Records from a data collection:
____________
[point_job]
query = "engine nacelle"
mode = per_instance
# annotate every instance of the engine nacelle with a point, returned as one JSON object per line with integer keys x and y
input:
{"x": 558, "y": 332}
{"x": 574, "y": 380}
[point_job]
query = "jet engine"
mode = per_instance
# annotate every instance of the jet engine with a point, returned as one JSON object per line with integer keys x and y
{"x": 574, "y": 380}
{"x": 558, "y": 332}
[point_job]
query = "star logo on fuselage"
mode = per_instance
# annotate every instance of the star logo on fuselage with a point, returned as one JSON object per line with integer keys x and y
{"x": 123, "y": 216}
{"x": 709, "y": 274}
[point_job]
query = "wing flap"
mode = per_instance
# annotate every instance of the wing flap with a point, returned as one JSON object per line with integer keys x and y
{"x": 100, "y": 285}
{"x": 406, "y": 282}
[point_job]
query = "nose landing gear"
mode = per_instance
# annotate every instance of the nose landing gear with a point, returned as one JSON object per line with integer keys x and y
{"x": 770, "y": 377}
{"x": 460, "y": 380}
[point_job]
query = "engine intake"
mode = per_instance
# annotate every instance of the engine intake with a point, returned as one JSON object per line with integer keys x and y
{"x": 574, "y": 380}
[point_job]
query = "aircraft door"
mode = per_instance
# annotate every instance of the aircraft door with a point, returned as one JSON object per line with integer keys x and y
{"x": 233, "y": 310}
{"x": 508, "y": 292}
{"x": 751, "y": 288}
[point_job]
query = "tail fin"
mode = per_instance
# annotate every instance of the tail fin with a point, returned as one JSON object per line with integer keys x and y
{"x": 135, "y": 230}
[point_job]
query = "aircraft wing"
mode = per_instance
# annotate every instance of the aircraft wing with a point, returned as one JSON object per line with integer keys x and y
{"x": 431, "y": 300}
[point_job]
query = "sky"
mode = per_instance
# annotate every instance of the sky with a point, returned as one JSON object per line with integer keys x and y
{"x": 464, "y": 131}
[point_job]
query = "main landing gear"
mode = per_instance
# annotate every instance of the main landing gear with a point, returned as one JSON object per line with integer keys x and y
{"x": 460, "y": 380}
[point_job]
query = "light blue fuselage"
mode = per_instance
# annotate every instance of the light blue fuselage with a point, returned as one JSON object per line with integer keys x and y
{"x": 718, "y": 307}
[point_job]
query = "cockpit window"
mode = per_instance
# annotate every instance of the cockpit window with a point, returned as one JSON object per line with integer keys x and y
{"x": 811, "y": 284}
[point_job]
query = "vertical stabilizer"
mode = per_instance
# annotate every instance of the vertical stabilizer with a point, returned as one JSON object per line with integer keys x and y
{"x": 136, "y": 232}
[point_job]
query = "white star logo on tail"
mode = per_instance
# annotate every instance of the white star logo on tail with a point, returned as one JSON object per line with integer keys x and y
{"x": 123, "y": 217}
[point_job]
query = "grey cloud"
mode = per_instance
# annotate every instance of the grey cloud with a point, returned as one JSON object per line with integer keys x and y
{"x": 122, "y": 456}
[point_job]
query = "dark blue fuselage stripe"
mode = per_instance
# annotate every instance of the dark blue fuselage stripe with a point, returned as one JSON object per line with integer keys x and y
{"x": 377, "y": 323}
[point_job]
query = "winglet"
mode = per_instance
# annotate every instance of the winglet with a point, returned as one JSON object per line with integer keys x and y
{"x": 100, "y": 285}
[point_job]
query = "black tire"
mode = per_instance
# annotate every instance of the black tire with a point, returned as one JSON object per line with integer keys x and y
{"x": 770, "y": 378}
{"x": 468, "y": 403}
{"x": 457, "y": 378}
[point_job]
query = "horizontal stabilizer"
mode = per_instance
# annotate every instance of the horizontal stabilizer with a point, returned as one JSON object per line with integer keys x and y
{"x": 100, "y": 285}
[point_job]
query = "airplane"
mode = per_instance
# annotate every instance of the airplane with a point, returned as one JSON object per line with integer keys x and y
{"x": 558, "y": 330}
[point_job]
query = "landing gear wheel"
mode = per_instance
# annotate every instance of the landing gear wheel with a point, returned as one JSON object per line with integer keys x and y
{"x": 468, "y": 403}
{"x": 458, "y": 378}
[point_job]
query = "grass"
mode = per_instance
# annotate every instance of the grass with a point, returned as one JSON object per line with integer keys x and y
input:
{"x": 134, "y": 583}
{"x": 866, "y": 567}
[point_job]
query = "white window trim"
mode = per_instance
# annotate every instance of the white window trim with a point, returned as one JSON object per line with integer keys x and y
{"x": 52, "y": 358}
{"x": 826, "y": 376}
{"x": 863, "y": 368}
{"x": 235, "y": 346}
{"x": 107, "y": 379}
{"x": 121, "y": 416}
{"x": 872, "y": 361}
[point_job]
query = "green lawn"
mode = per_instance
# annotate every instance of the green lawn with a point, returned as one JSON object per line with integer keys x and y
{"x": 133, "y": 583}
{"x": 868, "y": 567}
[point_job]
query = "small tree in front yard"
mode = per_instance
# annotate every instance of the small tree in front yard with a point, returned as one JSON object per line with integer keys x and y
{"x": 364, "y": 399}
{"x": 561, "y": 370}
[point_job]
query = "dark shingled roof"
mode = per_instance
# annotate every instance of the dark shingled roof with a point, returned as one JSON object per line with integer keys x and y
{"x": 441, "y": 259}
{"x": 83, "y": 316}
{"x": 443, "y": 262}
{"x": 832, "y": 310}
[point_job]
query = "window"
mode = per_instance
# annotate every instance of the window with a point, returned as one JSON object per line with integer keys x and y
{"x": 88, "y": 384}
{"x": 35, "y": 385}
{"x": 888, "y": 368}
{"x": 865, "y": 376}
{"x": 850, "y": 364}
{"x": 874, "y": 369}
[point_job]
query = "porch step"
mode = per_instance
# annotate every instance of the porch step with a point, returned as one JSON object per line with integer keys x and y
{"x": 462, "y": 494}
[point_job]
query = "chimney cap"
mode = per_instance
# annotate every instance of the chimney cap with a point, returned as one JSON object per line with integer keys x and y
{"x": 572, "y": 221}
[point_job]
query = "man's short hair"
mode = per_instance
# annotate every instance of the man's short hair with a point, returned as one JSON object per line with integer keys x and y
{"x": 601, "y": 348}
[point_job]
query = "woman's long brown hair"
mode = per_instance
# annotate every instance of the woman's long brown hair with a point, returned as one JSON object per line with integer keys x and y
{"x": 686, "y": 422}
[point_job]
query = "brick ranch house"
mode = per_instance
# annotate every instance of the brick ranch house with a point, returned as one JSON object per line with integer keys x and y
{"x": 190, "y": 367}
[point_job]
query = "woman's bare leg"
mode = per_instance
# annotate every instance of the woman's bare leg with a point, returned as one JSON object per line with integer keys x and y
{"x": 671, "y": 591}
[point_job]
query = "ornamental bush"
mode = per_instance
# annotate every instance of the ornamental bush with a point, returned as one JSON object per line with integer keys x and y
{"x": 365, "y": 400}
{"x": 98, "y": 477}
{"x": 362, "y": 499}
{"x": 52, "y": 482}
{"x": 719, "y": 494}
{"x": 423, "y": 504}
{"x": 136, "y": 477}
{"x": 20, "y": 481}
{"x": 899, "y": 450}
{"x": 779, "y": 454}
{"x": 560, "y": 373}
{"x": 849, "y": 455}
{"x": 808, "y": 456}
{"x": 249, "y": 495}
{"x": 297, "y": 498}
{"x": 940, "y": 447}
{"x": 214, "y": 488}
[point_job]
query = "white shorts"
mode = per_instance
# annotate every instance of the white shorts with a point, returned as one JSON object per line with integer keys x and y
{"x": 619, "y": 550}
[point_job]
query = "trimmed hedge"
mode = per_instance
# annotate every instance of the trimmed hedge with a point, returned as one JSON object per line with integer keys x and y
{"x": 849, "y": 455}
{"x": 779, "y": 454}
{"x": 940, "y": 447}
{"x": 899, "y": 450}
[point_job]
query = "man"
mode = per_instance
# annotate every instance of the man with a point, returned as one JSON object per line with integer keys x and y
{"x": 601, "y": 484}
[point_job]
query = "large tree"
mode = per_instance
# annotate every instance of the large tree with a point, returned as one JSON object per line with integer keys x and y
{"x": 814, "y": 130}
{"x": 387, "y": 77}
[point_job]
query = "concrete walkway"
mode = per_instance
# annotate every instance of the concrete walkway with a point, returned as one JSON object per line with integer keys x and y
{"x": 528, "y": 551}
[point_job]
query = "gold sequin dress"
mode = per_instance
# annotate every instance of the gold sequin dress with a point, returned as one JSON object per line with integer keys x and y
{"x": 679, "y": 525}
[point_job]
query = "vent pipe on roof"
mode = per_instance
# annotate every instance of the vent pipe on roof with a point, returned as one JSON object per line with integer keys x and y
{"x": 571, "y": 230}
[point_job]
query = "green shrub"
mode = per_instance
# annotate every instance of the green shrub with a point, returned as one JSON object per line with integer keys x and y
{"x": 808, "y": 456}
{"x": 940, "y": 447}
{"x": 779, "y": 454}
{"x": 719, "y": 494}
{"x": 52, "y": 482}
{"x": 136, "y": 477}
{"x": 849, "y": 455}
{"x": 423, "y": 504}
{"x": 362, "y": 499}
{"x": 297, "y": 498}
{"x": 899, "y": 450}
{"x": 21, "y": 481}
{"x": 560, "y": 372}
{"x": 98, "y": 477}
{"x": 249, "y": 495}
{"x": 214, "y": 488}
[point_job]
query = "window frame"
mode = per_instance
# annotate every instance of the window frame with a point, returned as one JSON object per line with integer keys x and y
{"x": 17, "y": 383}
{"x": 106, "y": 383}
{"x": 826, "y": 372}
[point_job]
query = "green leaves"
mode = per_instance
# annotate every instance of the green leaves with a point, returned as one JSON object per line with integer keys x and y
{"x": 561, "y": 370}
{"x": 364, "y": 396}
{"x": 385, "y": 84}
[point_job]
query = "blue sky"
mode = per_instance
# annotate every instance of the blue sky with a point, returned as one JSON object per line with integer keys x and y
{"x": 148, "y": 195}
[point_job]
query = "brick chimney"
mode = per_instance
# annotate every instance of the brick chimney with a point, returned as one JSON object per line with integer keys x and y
____________
_Instructions for the task_. Which lines above include the word "grass"? Show each one.

_Written reply_.
query = "grass"
# annotate every instance of the grass with a point, returned as one JSON object per line with integer keys x and y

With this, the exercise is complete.